SURNAME LIST: Carter, Baker, Porter, Binford, Spicer, Schuck, Freeman, Benedict, Wells, Grace, Emery, Cartwright, Martin, May, Campbell and Schultz.
Hickory Grove comprises township 79, range 2 east, and was first settled in 1836 by Alfred Carter, who made claim and began improvement on the northwest quarter of section 16. Mr. Carter was from Wayne Co., Ind., but was born in the Shenandoah Valley, Virginia. He was one of the first three conunty commissioners, and served until his death, which occurred Nov. 8, 1841.
Other Early Settlers
Philip Baker came from Muskingum Co., O., in 1837, and settled on the southwest quarter of section 9.
Jonathan Porter, from Muskingum Co., O., came in 1837; Daniel and John Porter, Mr. Binford and others came about the same time.
John Spicer came in the fall of 1836, from Muskingum Co., O., and settled on section 9. He returned to Ohio a few years afterward, where he married. Subsequently he went to Illinois, where he lost his life a little later by falling on a circular saw, which was in motion. Wm. and Daniel Porter also came in 1836.

Data:
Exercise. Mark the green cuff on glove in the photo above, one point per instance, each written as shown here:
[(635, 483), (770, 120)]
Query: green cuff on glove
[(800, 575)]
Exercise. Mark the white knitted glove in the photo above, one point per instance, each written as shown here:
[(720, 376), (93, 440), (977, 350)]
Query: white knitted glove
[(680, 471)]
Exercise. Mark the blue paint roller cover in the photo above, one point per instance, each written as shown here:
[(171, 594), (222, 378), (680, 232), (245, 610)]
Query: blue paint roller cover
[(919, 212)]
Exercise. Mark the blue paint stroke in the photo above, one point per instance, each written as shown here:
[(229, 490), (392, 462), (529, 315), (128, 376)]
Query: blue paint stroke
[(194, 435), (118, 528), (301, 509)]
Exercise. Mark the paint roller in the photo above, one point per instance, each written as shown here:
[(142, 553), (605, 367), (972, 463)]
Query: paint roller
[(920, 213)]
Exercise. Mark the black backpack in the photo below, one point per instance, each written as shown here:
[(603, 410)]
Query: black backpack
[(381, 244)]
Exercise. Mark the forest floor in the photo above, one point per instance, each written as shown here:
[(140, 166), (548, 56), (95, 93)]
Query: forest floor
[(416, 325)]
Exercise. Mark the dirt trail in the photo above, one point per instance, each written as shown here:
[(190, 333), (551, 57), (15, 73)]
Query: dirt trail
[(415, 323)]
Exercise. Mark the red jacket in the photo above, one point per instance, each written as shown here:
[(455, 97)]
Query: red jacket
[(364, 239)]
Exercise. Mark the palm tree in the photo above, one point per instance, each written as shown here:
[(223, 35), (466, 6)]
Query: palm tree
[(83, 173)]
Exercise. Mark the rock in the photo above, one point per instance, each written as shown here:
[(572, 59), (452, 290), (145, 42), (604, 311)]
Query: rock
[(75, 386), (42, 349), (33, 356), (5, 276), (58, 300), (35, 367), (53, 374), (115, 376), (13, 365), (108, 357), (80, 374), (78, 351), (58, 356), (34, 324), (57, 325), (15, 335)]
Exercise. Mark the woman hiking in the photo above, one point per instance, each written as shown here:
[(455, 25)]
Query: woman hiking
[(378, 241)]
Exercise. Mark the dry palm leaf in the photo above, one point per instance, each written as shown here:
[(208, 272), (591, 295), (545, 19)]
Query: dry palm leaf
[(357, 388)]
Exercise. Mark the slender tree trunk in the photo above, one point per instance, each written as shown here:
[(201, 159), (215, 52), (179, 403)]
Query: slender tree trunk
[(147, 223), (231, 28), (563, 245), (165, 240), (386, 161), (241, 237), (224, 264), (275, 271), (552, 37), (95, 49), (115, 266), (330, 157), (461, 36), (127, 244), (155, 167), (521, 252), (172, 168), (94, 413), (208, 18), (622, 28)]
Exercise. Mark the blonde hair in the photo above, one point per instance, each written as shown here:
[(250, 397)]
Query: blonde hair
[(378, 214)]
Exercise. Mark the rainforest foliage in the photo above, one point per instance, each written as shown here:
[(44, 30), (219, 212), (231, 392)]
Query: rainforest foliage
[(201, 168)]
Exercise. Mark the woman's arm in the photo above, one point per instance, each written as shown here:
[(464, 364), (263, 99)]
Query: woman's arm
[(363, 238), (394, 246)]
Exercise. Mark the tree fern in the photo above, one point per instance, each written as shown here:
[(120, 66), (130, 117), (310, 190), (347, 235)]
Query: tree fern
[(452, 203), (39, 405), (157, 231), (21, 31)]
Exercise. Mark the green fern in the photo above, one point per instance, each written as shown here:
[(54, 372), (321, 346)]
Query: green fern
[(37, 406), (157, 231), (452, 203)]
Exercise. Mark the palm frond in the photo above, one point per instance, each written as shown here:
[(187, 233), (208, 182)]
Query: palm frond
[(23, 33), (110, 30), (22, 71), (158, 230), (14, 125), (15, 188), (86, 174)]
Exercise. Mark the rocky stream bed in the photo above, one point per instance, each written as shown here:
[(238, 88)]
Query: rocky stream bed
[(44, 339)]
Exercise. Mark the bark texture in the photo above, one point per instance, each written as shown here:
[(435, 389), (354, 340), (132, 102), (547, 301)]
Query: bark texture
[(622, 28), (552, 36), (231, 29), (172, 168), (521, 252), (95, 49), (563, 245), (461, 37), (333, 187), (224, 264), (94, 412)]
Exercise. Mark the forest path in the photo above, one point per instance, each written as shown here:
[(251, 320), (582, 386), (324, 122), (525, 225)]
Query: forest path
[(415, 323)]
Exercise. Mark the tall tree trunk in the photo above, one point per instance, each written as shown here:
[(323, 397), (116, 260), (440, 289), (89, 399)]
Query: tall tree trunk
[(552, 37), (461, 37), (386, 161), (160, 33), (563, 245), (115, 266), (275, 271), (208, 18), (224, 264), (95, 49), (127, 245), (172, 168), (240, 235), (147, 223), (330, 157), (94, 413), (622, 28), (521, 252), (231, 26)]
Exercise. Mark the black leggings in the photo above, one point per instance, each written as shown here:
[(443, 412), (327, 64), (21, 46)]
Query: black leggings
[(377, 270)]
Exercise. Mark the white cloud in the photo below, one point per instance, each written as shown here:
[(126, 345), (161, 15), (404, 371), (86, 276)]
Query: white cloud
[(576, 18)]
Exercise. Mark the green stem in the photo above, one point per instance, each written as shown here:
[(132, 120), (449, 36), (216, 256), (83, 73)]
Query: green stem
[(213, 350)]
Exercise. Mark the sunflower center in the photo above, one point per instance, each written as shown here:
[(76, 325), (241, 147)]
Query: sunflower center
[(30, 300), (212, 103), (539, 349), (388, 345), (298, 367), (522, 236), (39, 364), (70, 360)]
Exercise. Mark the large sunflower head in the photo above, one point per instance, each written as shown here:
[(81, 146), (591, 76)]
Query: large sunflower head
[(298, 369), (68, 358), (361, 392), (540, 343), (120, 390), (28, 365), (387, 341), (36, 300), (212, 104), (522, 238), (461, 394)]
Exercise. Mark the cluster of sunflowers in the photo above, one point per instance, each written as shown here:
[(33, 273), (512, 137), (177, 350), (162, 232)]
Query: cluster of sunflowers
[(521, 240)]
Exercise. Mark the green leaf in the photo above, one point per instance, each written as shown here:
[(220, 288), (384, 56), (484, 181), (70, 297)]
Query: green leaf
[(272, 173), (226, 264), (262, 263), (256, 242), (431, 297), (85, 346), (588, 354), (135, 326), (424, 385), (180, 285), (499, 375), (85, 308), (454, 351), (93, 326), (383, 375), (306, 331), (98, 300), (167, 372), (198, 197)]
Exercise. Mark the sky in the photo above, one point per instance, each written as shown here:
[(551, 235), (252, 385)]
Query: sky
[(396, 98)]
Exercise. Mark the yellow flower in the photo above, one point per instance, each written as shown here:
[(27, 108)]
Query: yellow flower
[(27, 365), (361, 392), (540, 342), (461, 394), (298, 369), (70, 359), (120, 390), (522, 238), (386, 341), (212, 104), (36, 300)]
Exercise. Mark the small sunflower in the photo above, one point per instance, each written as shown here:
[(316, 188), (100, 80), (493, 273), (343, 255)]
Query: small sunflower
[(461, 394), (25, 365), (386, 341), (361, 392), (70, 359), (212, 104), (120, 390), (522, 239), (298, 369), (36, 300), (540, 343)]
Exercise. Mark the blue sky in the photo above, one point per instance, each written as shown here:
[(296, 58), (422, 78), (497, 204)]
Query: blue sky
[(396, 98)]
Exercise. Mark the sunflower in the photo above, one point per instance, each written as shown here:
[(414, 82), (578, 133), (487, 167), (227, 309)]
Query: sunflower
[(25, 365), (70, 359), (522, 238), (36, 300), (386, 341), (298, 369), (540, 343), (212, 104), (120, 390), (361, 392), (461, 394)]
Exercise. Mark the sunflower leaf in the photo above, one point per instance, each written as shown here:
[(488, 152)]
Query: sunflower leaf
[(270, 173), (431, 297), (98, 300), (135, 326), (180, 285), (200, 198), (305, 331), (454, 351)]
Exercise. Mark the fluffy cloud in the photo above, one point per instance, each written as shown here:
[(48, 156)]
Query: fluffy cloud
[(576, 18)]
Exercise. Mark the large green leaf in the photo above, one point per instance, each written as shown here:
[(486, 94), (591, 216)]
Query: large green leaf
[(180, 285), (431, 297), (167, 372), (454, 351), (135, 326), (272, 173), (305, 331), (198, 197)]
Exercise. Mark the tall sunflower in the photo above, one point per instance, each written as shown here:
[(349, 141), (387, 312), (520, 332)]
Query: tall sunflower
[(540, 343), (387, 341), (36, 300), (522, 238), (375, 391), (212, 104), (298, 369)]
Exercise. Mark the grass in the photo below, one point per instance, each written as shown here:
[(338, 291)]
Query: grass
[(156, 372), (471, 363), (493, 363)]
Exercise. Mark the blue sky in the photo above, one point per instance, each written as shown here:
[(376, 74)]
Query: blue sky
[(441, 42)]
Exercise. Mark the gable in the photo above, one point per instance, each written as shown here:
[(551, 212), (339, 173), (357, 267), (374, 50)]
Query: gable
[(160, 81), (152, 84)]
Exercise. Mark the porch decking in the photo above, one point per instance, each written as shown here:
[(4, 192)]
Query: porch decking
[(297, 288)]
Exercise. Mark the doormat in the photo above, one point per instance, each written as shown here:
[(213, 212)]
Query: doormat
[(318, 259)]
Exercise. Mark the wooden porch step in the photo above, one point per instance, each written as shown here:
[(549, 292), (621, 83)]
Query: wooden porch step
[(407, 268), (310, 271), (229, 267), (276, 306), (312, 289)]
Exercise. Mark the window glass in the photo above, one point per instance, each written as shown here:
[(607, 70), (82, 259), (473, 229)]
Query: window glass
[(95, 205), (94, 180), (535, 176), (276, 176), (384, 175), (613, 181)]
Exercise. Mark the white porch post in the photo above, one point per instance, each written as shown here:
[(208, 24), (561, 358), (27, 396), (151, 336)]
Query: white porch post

Short task:
Write out, word for word, the part of the Hickory Grove history that opens with the words "Other Early Settlers" and closes with "the same time.".

Written answer:
Other Early Settlers
Philip Baker came from Muskingum Co., O., in 1837, and settled on the southwest quarter of section 9.
Jonathan Porter, from Muskingum Co., O., came in 1837; Daniel and John Porter, Mr. Binford and others came about the same time.